* _Dataset records_:
----------

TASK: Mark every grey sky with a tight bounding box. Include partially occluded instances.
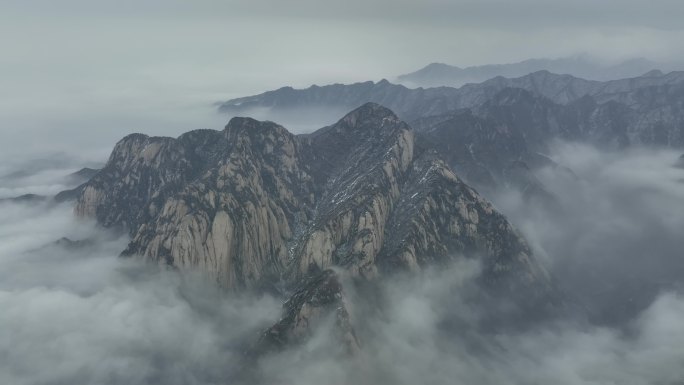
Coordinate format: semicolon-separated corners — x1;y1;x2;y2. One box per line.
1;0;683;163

----------

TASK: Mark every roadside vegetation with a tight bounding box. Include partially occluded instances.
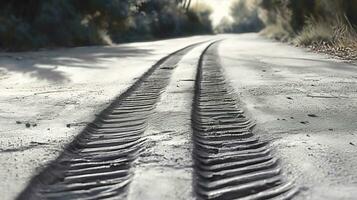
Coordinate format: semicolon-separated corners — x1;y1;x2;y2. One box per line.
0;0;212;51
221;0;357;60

----------

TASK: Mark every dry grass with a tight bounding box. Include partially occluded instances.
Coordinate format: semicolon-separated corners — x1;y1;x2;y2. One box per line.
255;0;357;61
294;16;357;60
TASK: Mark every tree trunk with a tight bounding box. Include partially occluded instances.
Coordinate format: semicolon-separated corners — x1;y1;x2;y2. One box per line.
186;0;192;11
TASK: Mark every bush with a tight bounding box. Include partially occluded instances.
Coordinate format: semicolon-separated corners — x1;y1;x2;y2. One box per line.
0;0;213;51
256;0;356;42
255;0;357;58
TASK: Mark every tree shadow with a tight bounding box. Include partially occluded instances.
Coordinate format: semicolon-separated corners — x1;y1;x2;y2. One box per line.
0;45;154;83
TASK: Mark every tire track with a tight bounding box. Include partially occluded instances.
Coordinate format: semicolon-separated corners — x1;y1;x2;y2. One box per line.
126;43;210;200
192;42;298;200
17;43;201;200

----------

How many lines in the data above contain the word "TASK"? Reply with only that figure.

* _Output_: 7